EXERCISE DIRECTIONS: Each line below must be reproduced exactly as it stands. Pictures stay out of the copy.

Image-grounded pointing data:
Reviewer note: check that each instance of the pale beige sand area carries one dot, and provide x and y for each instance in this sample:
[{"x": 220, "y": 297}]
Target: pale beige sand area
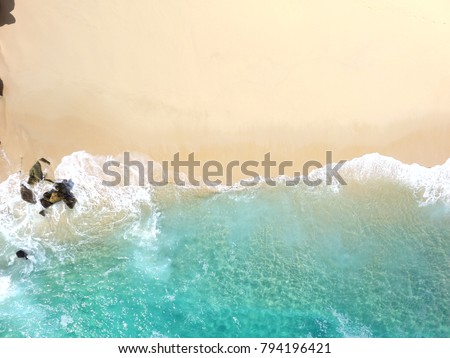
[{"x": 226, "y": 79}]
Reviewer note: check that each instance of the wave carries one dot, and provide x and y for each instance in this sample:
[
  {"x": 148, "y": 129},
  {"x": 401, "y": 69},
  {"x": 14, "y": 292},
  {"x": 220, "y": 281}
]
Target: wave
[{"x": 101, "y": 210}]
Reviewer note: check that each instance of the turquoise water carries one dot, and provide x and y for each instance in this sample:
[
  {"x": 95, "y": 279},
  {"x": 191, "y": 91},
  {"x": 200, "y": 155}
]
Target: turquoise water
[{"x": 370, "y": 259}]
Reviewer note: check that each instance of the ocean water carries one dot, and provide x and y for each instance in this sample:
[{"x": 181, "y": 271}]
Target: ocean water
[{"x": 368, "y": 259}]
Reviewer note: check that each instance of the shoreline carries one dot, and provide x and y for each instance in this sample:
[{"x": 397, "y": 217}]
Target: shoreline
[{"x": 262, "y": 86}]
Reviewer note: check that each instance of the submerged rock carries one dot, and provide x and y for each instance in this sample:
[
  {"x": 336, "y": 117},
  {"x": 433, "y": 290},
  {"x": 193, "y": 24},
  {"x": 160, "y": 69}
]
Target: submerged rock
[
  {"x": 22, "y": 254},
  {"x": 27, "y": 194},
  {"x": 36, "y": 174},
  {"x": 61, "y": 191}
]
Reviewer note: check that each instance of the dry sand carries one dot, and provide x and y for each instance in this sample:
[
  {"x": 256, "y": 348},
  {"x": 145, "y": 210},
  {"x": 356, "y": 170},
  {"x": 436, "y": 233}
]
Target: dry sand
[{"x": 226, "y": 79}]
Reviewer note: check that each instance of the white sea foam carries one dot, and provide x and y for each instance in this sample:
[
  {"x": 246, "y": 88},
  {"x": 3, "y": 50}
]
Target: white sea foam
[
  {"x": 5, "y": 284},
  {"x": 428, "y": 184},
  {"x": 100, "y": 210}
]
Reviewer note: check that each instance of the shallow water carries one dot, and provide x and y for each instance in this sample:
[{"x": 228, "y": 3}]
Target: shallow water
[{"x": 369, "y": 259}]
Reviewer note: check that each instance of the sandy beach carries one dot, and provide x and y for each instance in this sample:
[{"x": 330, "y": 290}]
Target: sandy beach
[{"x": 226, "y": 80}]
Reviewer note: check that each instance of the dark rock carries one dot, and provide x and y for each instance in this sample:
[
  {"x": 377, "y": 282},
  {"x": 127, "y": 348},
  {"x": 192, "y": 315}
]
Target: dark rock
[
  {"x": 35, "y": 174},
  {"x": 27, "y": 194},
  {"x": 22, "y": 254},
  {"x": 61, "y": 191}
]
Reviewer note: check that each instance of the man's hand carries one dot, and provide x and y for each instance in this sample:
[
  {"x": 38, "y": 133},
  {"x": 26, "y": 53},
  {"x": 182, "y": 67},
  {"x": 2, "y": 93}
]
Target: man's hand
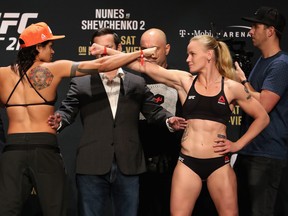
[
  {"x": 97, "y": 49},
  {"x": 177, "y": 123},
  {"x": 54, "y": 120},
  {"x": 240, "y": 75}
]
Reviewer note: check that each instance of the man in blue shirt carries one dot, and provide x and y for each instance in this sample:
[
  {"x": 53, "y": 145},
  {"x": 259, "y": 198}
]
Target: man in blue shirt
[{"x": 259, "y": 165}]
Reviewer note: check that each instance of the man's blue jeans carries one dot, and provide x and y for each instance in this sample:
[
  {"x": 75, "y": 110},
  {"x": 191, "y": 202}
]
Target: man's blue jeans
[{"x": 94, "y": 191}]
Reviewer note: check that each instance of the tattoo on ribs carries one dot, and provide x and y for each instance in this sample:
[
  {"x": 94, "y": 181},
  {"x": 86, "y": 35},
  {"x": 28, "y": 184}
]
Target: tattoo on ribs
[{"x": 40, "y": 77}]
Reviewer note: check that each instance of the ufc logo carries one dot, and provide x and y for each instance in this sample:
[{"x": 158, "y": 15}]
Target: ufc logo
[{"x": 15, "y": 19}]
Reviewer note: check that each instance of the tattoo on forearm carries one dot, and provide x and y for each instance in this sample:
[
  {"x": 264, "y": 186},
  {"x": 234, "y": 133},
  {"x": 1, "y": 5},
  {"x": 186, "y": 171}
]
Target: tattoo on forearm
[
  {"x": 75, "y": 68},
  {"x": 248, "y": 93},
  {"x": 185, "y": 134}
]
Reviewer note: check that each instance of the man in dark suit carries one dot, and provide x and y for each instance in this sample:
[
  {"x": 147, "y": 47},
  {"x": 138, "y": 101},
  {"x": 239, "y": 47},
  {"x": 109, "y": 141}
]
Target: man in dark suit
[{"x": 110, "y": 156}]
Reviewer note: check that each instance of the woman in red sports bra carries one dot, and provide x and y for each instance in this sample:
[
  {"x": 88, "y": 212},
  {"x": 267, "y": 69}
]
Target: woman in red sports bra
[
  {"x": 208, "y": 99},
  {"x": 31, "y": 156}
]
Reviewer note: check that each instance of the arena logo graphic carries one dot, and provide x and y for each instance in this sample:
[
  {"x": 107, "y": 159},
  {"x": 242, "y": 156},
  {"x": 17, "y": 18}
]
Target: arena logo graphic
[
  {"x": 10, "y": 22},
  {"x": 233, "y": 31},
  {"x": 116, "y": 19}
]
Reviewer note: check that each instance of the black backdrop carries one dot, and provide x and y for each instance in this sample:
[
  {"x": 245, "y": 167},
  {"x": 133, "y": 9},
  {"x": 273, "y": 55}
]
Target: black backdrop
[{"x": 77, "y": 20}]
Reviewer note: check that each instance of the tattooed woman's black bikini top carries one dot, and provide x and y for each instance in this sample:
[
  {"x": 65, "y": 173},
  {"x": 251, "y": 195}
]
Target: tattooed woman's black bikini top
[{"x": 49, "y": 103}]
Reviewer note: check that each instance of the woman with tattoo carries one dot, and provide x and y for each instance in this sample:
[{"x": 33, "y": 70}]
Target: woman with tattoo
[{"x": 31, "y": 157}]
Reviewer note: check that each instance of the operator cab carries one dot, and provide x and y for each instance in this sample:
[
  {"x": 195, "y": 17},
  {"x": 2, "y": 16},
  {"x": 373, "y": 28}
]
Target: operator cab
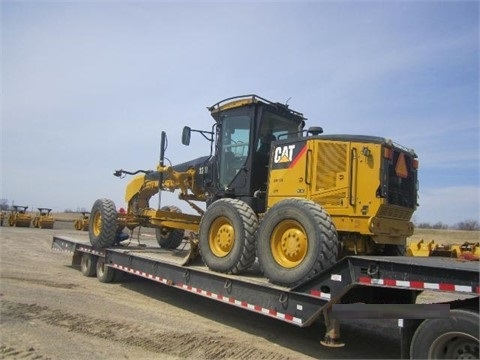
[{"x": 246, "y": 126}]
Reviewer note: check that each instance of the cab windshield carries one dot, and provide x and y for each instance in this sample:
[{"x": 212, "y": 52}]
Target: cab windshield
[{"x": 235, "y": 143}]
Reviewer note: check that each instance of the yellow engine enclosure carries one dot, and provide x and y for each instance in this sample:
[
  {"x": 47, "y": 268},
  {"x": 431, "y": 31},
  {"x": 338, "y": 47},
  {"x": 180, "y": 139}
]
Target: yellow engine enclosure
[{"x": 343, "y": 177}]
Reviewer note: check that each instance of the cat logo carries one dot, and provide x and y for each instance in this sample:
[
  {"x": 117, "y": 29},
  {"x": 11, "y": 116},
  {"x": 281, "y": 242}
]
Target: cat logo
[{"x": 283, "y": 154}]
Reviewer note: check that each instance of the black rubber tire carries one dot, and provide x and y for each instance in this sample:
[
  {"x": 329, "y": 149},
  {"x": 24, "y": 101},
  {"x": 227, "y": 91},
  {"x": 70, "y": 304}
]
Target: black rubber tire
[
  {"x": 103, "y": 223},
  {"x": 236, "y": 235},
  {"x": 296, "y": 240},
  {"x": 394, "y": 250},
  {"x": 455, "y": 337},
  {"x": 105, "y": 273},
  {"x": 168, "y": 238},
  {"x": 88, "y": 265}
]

ANSWER BOX:
Reviewer note: check that each instance of the pale beige sand area carries one dot, and provide x and y for each instance in this sample:
[{"x": 220, "y": 297}]
Target: pale beige sand area
[{"x": 226, "y": 79}]
Reviewer note: check that each instance of the wave carries one dot, and provide x and y for each instance in this sample:
[
  {"x": 148, "y": 129},
  {"x": 401, "y": 69},
  {"x": 14, "y": 292},
  {"x": 220, "y": 281}
]
Target: wave
[{"x": 101, "y": 210}]
Reviewer note: check that each instance of the turquoise water carries one dot, and provide x and y for each instance in this sample:
[
  {"x": 95, "y": 279},
  {"x": 191, "y": 91},
  {"x": 200, "y": 155}
]
Target: turquoise water
[{"x": 370, "y": 259}]
Reviewer note: check that each instance of the ocean water carries one dot, and provide x and y for each instance in this sample:
[{"x": 181, "y": 271}]
Target: ocean water
[{"x": 368, "y": 259}]
Reviewer note: check that each instance of the shoreline carries one dot, and provide x and y for each instance in this sample:
[{"x": 397, "y": 217}]
Target: shoreline
[{"x": 262, "y": 86}]
Reviewer note: check that each instance of the submerged rock carries one dot, and provide x and y for each instance in this sample:
[
  {"x": 336, "y": 117},
  {"x": 433, "y": 290},
  {"x": 193, "y": 24},
  {"x": 160, "y": 69}
]
Target: submerged rock
[
  {"x": 22, "y": 254},
  {"x": 27, "y": 194},
  {"x": 36, "y": 174},
  {"x": 61, "y": 191}
]
Reviewer note: check that each instance of the dry sand carries one dot, and provide x and y for each instance in this sample:
[
  {"x": 256, "y": 348},
  {"x": 145, "y": 210},
  {"x": 356, "y": 170},
  {"x": 436, "y": 233}
]
Target: dry sand
[{"x": 226, "y": 79}]
Reviewer note: check that each instance of the white sea foam carries one dot, and provide x and y for each instance in this sample:
[
  {"x": 246, "y": 88},
  {"x": 3, "y": 50}
]
Target: white sea foam
[
  {"x": 5, "y": 284},
  {"x": 428, "y": 184},
  {"x": 100, "y": 210}
]
Reviewer note: check that each instance of the shallow water carries one dot, and provide x and y for each instance in this sample:
[{"x": 228, "y": 3}]
Target: shallow water
[{"x": 369, "y": 259}]
Reviewer note: check that each instance of the sandy beach carries one dot, and provide x and y for each instance in this sample:
[{"x": 330, "y": 290}]
Target: sandy beach
[{"x": 226, "y": 80}]
Reviewer note: check that each instance of the dark rock carries one dot, and provide x and y for each instance in this sample:
[
  {"x": 377, "y": 282},
  {"x": 127, "y": 348},
  {"x": 192, "y": 315}
]
Target: dark rock
[
  {"x": 35, "y": 174},
  {"x": 27, "y": 194},
  {"x": 22, "y": 254},
  {"x": 61, "y": 191}
]
Reviewer note: check that each instance of the man's hand carries one dot, and provide x and y for each instance in this sample:
[
  {"x": 38, "y": 133},
  {"x": 26, "y": 53},
  {"x": 182, "y": 67},
  {"x": 2, "y": 93}
]
Target: man's hand
[
  {"x": 97, "y": 49},
  {"x": 177, "y": 123},
  {"x": 54, "y": 120},
  {"x": 240, "y": 75}
]
Reviewer note: check that each instance of the man in blue shirt carries one dot, and provide x and y for each instance in this sample:
[
  {"x": 53, "y": 145},
  {"x": 259, "y": 198}
]
Target: man in blue shirt
[{"x": 259, "y": 165}]
Reviewer note: check that each instance of the man's blue jeans carries one dot, and provide x and y for each instance in this sample:
[
  {"x": 75, "y": 110},
  {"x": 191, "y": 202}
]
Target: man's blue jeans
[{"x": 94, "y": 191}]
Reviewer note: check that each instance of the tattoo on ribs carries one dot, and provide x and y for each instance in this sample:
[
  {"x": 94, "y": 181},
  {"x": 86, "y": 35},
  {"x": 28, "y": 184}
]
Target: tattoo on ribs
[{"x": 40, "y": 77}]
Reviewer note: check that each instance of the ufc logo carries one dot, and provide x and y for each instance in this sample:
[{"x": 158, "y": 15}]
Target: ufc logo
[{"x": 15, "y": 19}]
Reviewer note: check that each instance of the tattoo on forearm carries one dot, and provide x and y for each instance in this sample:
[
  {"x": 264, "y": 186},
  {"x": 234, "y": 133},
  {"x": 1, "y": 5},
  {"x": 186, "y": 171}
]
Target: tattoo on forearm
[
  {"x": 75, "y": 68},
  {"x": 248, "y": 93},
  {"x": 185, "y": 134}
]
Reviewer note: check that each instance of the man in dark suit carries one dot, and provide x and y for each instance in this sample:
[
  {"x": 147, "y": 47},
  {"x": 138, "y": 101},
  {"x": 239, "y": 47},
  {"x": 109, "y": 141}
]
Target: man in dark suit
[{"x": 110, "y": 156}]
Reviewer note: check that each instance of the woman in red sports bra carries one dot, and provide x and y for each instance in this sample:
[
  {"x": 88, "y": 212},
  {"x": 267, "y": 69}
]
Target: woman in red sports bra
[
  {"x": 208, "y": 99},
  {"x": 31, "y": 156}
]
Reviewer note: check that each instance of the arena logo graphic carries one dot, and provide x and y for each instance in this sample:
[
  {"x": 107, "y": 159},
  {"x": 242, "y": 156},
  {"x": 17, "y": 18}
]
Target: arena logo graphic
[
  {"x": 10, "y": 22},
  {"x": 233, "y": 31},
  {"x": 116, "y": 19}
]
Reviewer note: check that each instance of the black backdrop carries one dot, and provide x and y for each instance in this sample:
[
  {"x": 245, "y": 167},
  {"x": 133, "y": 9},
  {"x": 273, "y": 55}
]
Target: black backdrop
[{"x": 77, "y": 20}]
Reviewer note: check that each instance of the tattooed woman's black bikini top carries one dot, and provide x and y for each instance in this sample:
[
  {"x": 65, "y": 173},
  {"x": 251, "y": 195}
]
Target: tattooed woman's black bikini top
[{"x": 49, "y": 103}]
Reviewer note: check that each instance of the woman with tattoo carries one dot, and provide x and y for each instance in this sample:
[{"x": 33, "y": 70}]
Target: woman with tattoo
[{"x": 31, "y": 157}]
Reviewer note: check that each instance of the operator cab carries one dot, and provide x and y for each instance in this sample:
[
  {"x": 195, "y": 17},
  {"x": 2, "y": 16},
  {"x": 373, "y": 28}
]
Target: operator cab
[{"x": 246, "y": 126}]
Reviewer note: check that each instance of the cab windshield carries one dot, and provide x and y for each instance in this sample:
[{"x": 212, "y": 52}]
Target: cab windshield
[{"x": 235, "y": 143}]
Reviewer note: check that each instance of the yellow engine enclosure carries one dot, and provide x and y for each instance in this sample:
[
  {"x": 47, "y": 268},
  {"x": 431, "y": 31},
  {"x": 338, "y": 47},
  {"x": 180, "y": 139}
]
Target: yellow engine enclosure
[{"x": 343, "y": 177}]
Reviewer note: check that each instance of the cat logo carries one dot, and provide x and y for each instance in this sample:
[
  {"x": 117, "y": 29},
  {"x": 11, "y": 116},
  {"x": 281, "y": 242}
]
Target: cat logo
[{"x": 283, "y": 154}]
Reviewer note: check that each instance of the black rubber tire carries one dot, and provide x and y for each instance in this sample:
[
  {"x": 329, "y": 149},
  {"x": 24, "y": 101},
  {"x": 227, "y": 91},
  {"x": 70, "y": 304}
]
Target: black rubber tire
[
  {"x": 103, "y": 223},
  {"x": 236, "y": 235},
  {"x": 296, "y": 240},
  {"x": 394, "y": 250},
  {"x": 455, "y": 337},
  {"x": 105, "y": 273},
  {"x": 168, "y": 238},
  {"x": 88, "y": 265}
]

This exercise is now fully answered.